## Görevin amacı
Allah'ın halifeliği makamını anlatan metni kaldığı yerden devam ettir. Yazdıkların, metnin son cümlesinden sonra başlasın.

Gelişmiş Arama
Ziyaret
10542
Güncellenme Tarihi: 2008/02/01
Soru Özeti
Acaba Halifetullah / Allah’ın halifeliği makamı herkes için midir ve ayrıca bu makamdan daha üstün bir makam bulunmakta mıdır?
Soru
Bütün insanlarda yaratılışta kapasite olarak halifetullah olma yeteneği varmıdır? Kullukta kemaletin en son makamımıdır halifetullah veya bundan başka makamlar var mıdır?
Kısa Cevap

Arapça literatürde halife yahut hilafet kavramları “hulf: başın gerisi” kökünden türemiş ve birinin yerine gecen manasında kullanılmıştır. Başka birisinin yerine geçmek ise; somut işlerde kullanıldığı gibi, kuramsal ve hakiki işlerde de kullanılır.

Bakara suresinin 30. ayetinde gecen, “Ben yeryüzünde muhakkak bir halife kılacağım…” cümleden açıkça anladığımız; Allahın halifesi olma makamı sadece Hz. Adem'e özgü bir makam değildir, bilakis tüm insanlar için potansiyel olarak var olan bir makamdır.

## Kayıtlı veriler
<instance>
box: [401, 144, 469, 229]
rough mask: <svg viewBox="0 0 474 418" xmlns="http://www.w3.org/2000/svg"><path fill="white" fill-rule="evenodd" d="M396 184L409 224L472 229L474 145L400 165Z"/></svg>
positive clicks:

## Alıştırma cevabı
Sonraki ayetlerden de anlaşılan, Allah'ın yeryüzünde halifesi olmak için gerekli olan Allah’ı ve onun isimlerini tanımaktır, bu ise insanın kulluk vazifesini en güzel şekilde yerine getirmesine bağlıdır. Lakin tüm insanlar Allah'a olan kulluklarını istenildiği şekilde yerine getirmediklerinden Allah'ın halifesi olamamaktadırlar. Yeryüzünde Allah'ın halifesi olmak sadece Allah’a tam bir teslimiyet ile boyun eğenler için geçerlidir, aksi takdirde meleklerin bile layık olmadığı bu yüce makam büyük cinayetler işleyen bir insan ulaşması düşünülemez.

Elbette herkes aynı derecede Allah’ın halifesi olma makamına sahip değildir, zira kimin Allah’ın isimleri hakkındaki bilgi ve marifeti daha çoksa ve ne kadar o isimlerin mazharıysa, ilahi hilafet makamı da o denli yüksektir.

Ayet ve rivayetleri incelediğimiz de bu tanıma ve mazhariyeti kendisinde en üst seviyede bulunduranlar; Peygamber efendimiz (s.a.a), Hz. Fatime (s.a) ve 12 imamdır (a.s), dolayısıyla Allah’ın halifesi olmada en üst derecede bulunan on dört masumdur. Sonrasında ise diğer peygamberler ve peygamberlerden sonra da Allah’a kullukta kusur etmeyen, salih, bilgili ve bildiğine amel eden insanlar gelmektedir.

Acaba bir insan için düşünebileceğimiz en üst makam Allah’ın halifesi olmak mıdır yoksa bundan daha üstün bir makam var mıdır?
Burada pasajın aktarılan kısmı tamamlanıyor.